— start EXTRACTED DATA —
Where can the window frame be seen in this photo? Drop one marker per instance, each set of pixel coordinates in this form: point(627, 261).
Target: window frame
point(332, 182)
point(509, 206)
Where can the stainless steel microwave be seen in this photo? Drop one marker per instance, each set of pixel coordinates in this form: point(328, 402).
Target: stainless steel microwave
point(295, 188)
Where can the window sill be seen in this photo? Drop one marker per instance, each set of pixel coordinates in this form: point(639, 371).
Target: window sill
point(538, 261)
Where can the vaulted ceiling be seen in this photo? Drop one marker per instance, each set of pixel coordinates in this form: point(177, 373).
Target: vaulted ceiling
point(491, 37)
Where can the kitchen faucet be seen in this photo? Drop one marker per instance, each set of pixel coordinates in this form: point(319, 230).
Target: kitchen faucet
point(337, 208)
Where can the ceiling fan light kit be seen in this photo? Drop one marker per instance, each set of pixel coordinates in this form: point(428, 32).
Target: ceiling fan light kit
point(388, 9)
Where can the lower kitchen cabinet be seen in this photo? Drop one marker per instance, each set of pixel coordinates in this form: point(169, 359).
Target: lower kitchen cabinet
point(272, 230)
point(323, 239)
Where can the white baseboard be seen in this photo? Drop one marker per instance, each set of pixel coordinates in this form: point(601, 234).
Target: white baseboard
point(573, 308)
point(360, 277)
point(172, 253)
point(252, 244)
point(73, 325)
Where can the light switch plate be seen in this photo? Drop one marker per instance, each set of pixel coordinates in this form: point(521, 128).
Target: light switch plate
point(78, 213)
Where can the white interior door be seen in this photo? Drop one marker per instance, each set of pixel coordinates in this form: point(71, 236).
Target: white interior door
— end EXTRACTED DATA —
▶ **DO THIS**
Reproduce every line of the records above, requests included, adding 32 to both coordinates in each answer point. Leave the sample coordinates inside the requests unchanged.

▶ **OUTPUT FOR THIS TASK**
Where can the window frame be seen in this photo? Drop one marker per instance, each set of pixel coordinates in this form: point(627, 261).
Target: window frame
point(364, 214)
point(541, 238)
Where can the stainless steel microwave be seen in this photo? Drop one marker per instance, each set of pixel coordinates in this form: point(328, 402).
Target: stainless steel microwave
point(327, 220)
Where can the window sill be seen in this photo? Drop one marker per instance, each set of pixel coordinates in this form: point(639, 371).
Target: window sill
point(570, 293)
Where can the vaulted ceiling be seen in this photo? Drop one marker per instance, each set of pixel coordinates in this form: point(177, 373).
Target: vaulted ceiling
point(523, 69)
Where can the kitchen faucet be seen in this photo? Drop one marker per instance, each set of pixel coordinates in this form: point(319, 230).
Target: kitchen faucet
point(369, 240)
Where can the ceiling fan light kit be seen in this photo? Drop one marker per instance, each set of pixel coordinates in this form: point(428, 32).
Target: ceiling fan light kit
point(420, 41)
Where can the lower kitchen cabinet be seen in this photo? Drop one marker per instance, each set of pixel coordinates in this form: point(169, 359).
Target: lower kitchen cabinet
point(304, 262)
point(355, 271)
Where can the white baseboard be seen in this photo? Drop one marker per instance, each set of pixel coordinates in this form: point(601, 234).
Target: white baseboard
point(605, 340)
point(392, 309)
point(204, 285)
point(284, 276)
point(105, 357)
Where can the light switch plate be seen in this photo? Drop one marker per instance, each set of pixel coordinates in this form: point(521, 128).
Target: light switch plate
point(110, 245)
Where can the white interior door be seen in this photo? Drop one marker per instance, each set of pixel coordinates in this form: point(71, 236).
Target: white interior door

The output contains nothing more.